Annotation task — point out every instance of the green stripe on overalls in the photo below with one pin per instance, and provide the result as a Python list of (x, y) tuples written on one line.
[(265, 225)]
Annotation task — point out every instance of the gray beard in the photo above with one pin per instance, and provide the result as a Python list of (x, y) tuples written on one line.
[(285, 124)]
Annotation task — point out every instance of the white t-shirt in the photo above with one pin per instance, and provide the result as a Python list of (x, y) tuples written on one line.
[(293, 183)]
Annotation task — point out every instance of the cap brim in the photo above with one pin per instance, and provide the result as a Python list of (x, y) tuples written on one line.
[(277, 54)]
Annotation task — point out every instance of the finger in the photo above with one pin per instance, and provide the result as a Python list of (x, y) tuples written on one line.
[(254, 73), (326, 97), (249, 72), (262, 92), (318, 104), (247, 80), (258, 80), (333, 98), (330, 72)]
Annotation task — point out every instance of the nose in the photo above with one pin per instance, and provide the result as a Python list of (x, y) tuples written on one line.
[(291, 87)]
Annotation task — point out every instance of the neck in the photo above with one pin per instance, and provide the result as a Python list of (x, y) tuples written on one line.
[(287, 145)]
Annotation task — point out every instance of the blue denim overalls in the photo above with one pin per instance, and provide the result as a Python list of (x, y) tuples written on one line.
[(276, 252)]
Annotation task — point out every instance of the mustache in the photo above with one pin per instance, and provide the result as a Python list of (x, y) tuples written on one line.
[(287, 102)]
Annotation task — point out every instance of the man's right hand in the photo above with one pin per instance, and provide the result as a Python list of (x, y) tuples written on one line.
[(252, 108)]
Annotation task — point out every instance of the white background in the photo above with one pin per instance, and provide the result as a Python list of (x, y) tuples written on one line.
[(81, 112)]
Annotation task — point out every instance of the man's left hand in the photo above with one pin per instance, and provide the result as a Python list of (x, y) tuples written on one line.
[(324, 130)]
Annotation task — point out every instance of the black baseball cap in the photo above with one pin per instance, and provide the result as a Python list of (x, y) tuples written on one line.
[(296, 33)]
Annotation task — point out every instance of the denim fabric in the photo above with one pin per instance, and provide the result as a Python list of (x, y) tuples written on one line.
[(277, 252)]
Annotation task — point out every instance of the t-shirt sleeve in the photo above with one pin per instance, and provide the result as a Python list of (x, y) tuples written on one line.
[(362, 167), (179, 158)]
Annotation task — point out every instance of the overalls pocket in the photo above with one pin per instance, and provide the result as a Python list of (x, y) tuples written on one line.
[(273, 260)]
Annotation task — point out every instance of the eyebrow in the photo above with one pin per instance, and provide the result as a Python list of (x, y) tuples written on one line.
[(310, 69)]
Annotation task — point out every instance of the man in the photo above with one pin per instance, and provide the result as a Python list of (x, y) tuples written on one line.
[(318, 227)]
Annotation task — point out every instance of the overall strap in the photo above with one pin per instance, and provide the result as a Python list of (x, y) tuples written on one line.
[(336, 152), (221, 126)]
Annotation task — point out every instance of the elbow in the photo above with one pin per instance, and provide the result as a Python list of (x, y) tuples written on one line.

---

*YOUR ASSIGNMENT:* Set every record down word for word, omitting none.

*ANSWER TO THIS PROBLEM:*
Annotation task — point out every instance of the green stripe on overalls in the photo below with one pin per instance, and provide the result as a Python list of (x, y) tuples written on one line.
[(265, 225)]
Annotation task — point out every instance of the gray beard in the photo above with one pin per instance, and provide the result as a Python list of (x, y) tuples written on one line.
[(285, 124)]
Annotation task — point out every instance of the white t-shirt in the photo above with one pin per instance, and provide the result as a Python list of (x, y) tuples written on one line.
[(293, 183)]
Annotation task — point out every instance of the cap brim in the photo above with one pin per instance, and provide the result as a Python list of (x, y) tuples written on one line.
[(277, 54)]
Annotation task — point out every instance of the finger in the photo above with one pin per instance, and provide the result as a Python list of (x, y) tuples written on one line.
[(254, 73), (326, 97), (249, 72), (262, 92), (318, 104), (247, 80), (258, 80), (333, 98), (330, 72)]
Annotation task — point out every instance of the nose in the photo above with one pin per instance, and provide the result as a Python list of (x, y) tuples written on one line.
[(291, 87)]
Annotation task — point out every instance of the neck in the photo above with one pin per instance, and provide the result as a Python list of (x, y) tuples written on one line.
[(287, 145)]
Annotation task — point out every instance of the blue denim overalls in the photo above with one pin per instance, and provide the result as a Python list of (x, y) tuples written on one line.
[(276, 252)]
Annotation task — point out every instance of the mustache in the photo above with one pin per instance, and provide the result as a Python list of (x, y) tuples written on one line.
[(287, 102)]
Annotation task — point out every instance of the man's right hand in the photo above with one pin per instance, and provide the result as a Python list of (x, y) tuples written on one line.
[(252, 108)]
Annotation task — point out every instance of the white background in the photo above with one pin per instance, and provide the result as a Python list of (x, y) tuples written on one line.
[(81, 112)]
Annotation task — point out every instance of the man's left hand in the photo above with one pin per instance, and provide the result as a Python list of (x, y) tuples written on one line.
[(324, 130)]
Annotation task — point out every instance of the black baseball cap in the photo above with one pin per instance, and provide the result as a Python list of (x, y) tuples written on one line.
[(296, 33)]
Annotation task — point out every instance of the denim fabric in the photo above with one pin per instance, and provide the result as a Python list of (x, y) tuples written on one line.
[(277, 252)]
Annotation task — point out every instance of the t-shirt sleeve in the photo above with one pin per instance, and provide the result as a Python list of (x, y) tuples written on one line.
[(362, 167), (179, 158)]
Annotation task — point out every instance of the overalls pocket in the photo above with one pin per instance, and provide the result as a Python list of (x, y) tuples written on one line.
[(273, 260)]
Annotation task — point out every instance of the eyebrow in the photo above with one pin per instance, and provide the result as a Python list of (x, y) tuples written on one line.
[(310, 69)]
Annotation task — point out every instance of the man in the photo above with one pin per instance, and provide the result as a Python list of (x, y) tuples written on one line.
[(318, 227)]
Annotation task — point out every instance of the overall strap in the photo above with one pin per instance, and provide the result as a Python list of (x, y) tuples written on one line.
[(336, 152), (221, 126)]
Annotation task — point out every instance of the elbow in the photo above with one pin per instance, and provide the result as a Python list of (x, y) tuples written on one line.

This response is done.